* THE EXERCISE: Copy out the part that opens with the line containing "pin: the reed, one" and runs through the end of the rows, substituting "bulrush" for "reed" and keeping everything else unchanged.

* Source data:
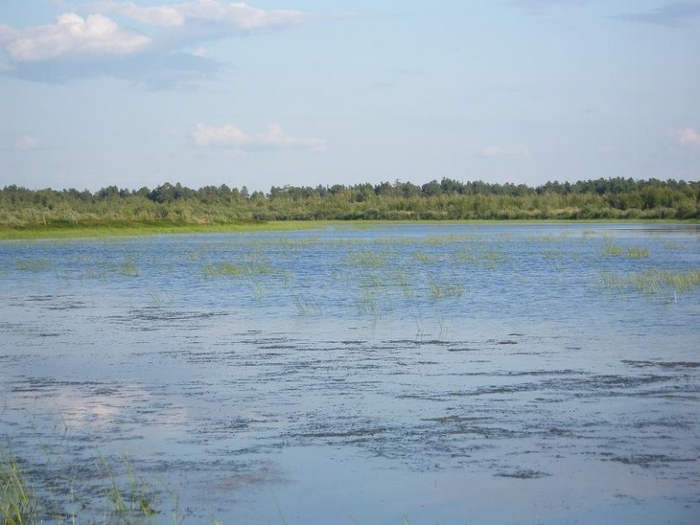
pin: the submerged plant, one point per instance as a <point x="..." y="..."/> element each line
<point x="32" y="266"/>
<point x="306" y="306"/>
<point x="611" y="250"/>
<point x="638" y="253"/>
<point x="18" y="503"/>
<point x="439" y="290"/>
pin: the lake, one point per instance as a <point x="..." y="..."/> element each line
<point x="398" y="373"/>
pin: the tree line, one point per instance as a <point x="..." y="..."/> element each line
<point x="448" y="199"/>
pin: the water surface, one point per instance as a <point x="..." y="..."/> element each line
<point x="522" y="373"/>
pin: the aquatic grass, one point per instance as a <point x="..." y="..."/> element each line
<point x="306" y="306"/>
<point x="611" y="250"/>
<point x="19" y="504"/>
<point x="32" y="266"/>
<point x="404" y="284"/>
<point x="425" y="258"/>
<point x="552" y="254"/>
<point x="440" y="290"/>
<point x="139" y="501"/>
<point x="127" y="268"/>
<point x="638" y="253"/>
<point x="675" y="246"/>
<point x="234" y="270"/>
<point x="369" y="259"/>
<point x="653" y="282"/>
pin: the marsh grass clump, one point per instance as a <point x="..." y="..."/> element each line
<point x="653" y="283"/>
<point x="306" y="306"/>
<point x="235" y="270"/>
<point x="425" y="258"/>
<point x="127" y="268"/>
<point x="19" y="504"/>
<point x="109" y="493"/>
<point x="611" y="250"/>
<point x="32" y="266"/>
<point x="638" y="253"/>
<point x="369" y="259"/>
<point x="133" y="505"/>
<point x="440" y="290"/>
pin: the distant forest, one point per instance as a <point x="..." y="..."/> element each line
<point x="616" y="198"/>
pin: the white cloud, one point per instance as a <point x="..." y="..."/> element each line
<point x="165" y="16"/>
<point x="71" y="36"/>
<point x="101" y="43"/>
<point x="517" y="152"/>
<point x="216" y="15"/>
<point x="225" y="136"/>
<point x="229" y="136"/>
<point x="25" y="142"/>
<point x="537" y="6"/>
<point x="688" y="137"/>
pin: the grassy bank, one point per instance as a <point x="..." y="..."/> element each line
<point x="123" y="229"/>
<point x="59" y="230"/>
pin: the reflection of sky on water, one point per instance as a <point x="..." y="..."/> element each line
<point x="534" y="394"/>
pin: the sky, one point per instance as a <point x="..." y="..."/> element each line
<point x="323" y="92"/>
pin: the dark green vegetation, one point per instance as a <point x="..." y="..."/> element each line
<point x="172" y="207"/>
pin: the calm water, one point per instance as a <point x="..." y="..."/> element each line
<point x="429" y="373"/>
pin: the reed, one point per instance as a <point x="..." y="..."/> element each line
<point x="440" y="290"/>
<point x="611" y="250"/>
<point x="32" y="266"/>
<point x="18" y="502"/>
<point x="638" y="253"/>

* REPLY TO THE TASK:
pin: the bulrush, one point per instance as a <point x="..." y="..."/> element each line
<point x="440" y="290"/>
<point x="611" y="250"/>
<point x="32" y="266"/>
<point x="18" y="502"/>
<point x="638" y="253"/>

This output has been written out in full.